Al llegar a la base de Guantánamo (Cuba), a los militares estadounidenses les resulta fácil sentirse en casa: pagan en dólares, comen en los habituales locales de comida rápida, compran en supermercados con los mismos productos que en Estados Unidos, ven la televisión de su país y se mueven en autobuses escolares amarillos.
Pero con el tiempo, surgen inconvenientes: la velocidad de Internet es desesperante; si quieren recibir un envío desde EE UU necesitan dinero y paciencia, y determinados alimentos dejan de golpe de estar disponibles. Y, sobre todo, constatan una diferencia vital respecto a cualquier otra instalación militar: no pueden salir de ella.
La base naval en la bahía de Guantánamo, al sureste de Cuba, es una isla dentro de otra isla. EE UU controla 116 kilómetros cuadrados de territorio en un país con el que no mantiene relaciones diplomáticas desde 1961. No hay otra base en esa situación.
Los 28 kilómetros de frontera están delimitados por dos hileras de vallas de tres metros de altura. Entre ambas, un terreno neutral repleto de minas antipersona y cactus. A lo largo de la frontera en este paisaje seco y montañoso sobresalen torres de vigilancia de unos ocho metros de altura. Jóvenes marines armados están en alerta continua. Se ven aviones norteamericanos vigilando las aguas turquesas del mar Caribe.
Pese al imponente despliegue, la amenaza de seguridad es ínfima, más allá de la llegada de dos o tres ciudadanos cubanos al mes que solicitan asilo. No se recuerda ningún incidente relevante desde que la base se estableció en 1903 a cambio de cesar la ocupación militar estadounidense tras la guerra que llevó a Cuba a independizarse de España.
Guantánamo es un ejemplo de cooperación militar con un enemigo: desde principios de los años noventa se celebra una reunión mensual del comandante de la base con el responsable fronterizo cubano y desde hace siete años se efectúan anualmente ejercicios de emergencia conjuntos. Incluso, hay muestras de cierta sintonía: han sonado los himnos de ambos países, se ven algunas banderas conjuntas y se venden souvenirs cubanos.
Atrás queda la tensión de los años cincuenta y sesenta, cuando Cuba cortó el suministro de agua a la base (ahora es autosuficiente) y sus soldados lanzaban piedras al tejado de la casa en que dormían los marines en la frontera para arruinarles el sueño.
Tras el anuncio en diciembre del restablecimiento de las relaciones entre los rivales de la Guerra Fría, Guantánamo —de funesta reputación desde que en 2002 se instaló una prisión para sospechosos de terrorismo— es un laboratorio del deshielo.

Consigna 1 -
Responde estas preguntas sobre el texto de la base de Guantánamo:
(a) ¿Cuántos kilómetros cuadrados de territorio controla EE UU?
(b) ¿Qué altura tienen las vallas de la frontera?
(c) ¿En qué año se estableció la base?
Consigna 2 - Reproduce tal cual el tramo del texto de la base de Guantánamo que va de "Pese al imponente" a "venden souvenirs cubanos.".
Consigna 3 - Sigue escribiendo el texto de la base de Guantánamo a partir de su última frase.

Datos aportados -
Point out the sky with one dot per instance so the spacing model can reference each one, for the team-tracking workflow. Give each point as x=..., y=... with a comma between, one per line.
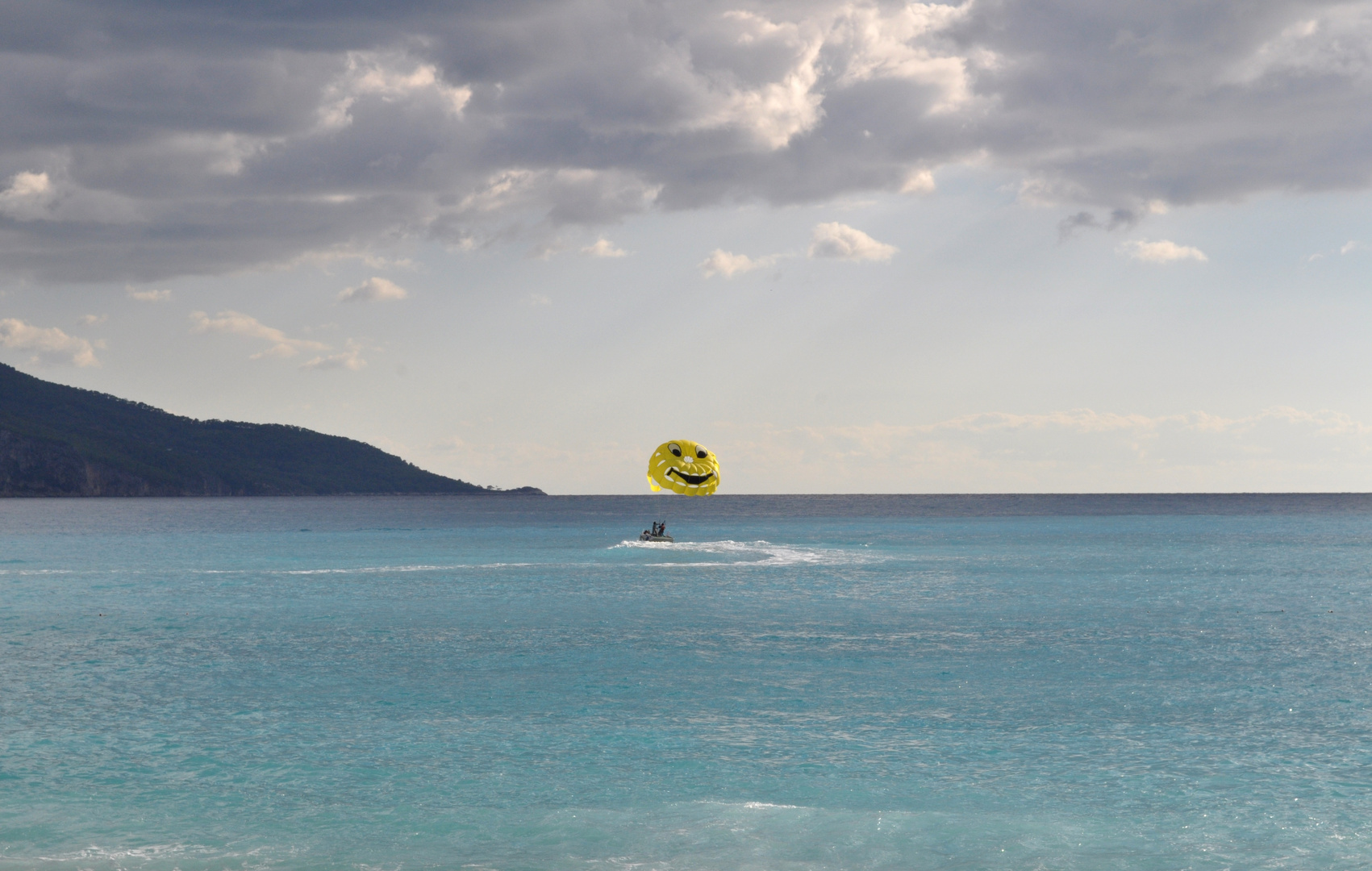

Respuesta 1 -
(a) 116 kilómetros cuadrados.
(b) Tres metros.
(c) En 1903.

Respuesta 2 -
Pese al imponente despliegue, la amenaza de seguridad es ínfima, más allá de la llegada de dos o tres ciudadanos cubanos al mes que solicitan asilo. No se recuerda ningún incidente relevante desde que la base se estableció en 1903 a cambio de cesar la ocupación militar estadounidense tras la guerra que llevó a Cuba a independizarse de España.
Guantánamo es un ejemplo de cooperación militar con un enemigo: desde principios de los años noventa se celebra una reunión mensual del comandante de la base con el responsable fronterizo cubano y desde hace siete años se efectúan anualmente ejercicios de emergencia conjuntos. Incluso, hay muestras de cierta sintonía: han sonado los himnos de ambos países, se ven algunas banderas conjuntas y se venden souvenirs cubanos.

Respuesta 3 -
Oficialmente se impone la cautela. “Nada ha cambiado para nosotros”, dice la portavoz de la base, Kelly Wirfel, en una entrevista con un pequeño grupo de periodistas que visitó Guantánamo la última semana de abril.
Pero Wirfel admite que la normalización ha abierto una nueva era, que si se consolida acabará repercutiendo en esta envejecida y desangelada base, en la que residen unas 6.000 personas. La incógnita es cuándo: “Podría ser en dos años o en 20, quién sabe”, esgrime. “Nos beneficiaríamos de sus bienes. La mayor ventaja sería en fruta y verdura fresca”. Ahora, se transportan desde EE UU en un vuelo semanal, pero una vez aquí apenas sirven un par de días.
El resto de suministros llegan en un buque cada tres semanas, lo que condiciona decisiones: el pub irlandés de Guantánamo tiene en el menú menos platos cuando se acerca la llegada del barco y hay un activo mercado de venta de coches usados. Traer un coche en barco cuesta unos 5.000 dólares. Al ser tan caro, los militares que se marchan los revenden en la base por la mitad. Para ahorrar, se suelen comprar entre amigos. Y por el elevado precio y el acceso limitado a piezas de recambio, se escatima en reparaciones: en un vehículo gris, la puerta puede ser azul y cada rueda distinta.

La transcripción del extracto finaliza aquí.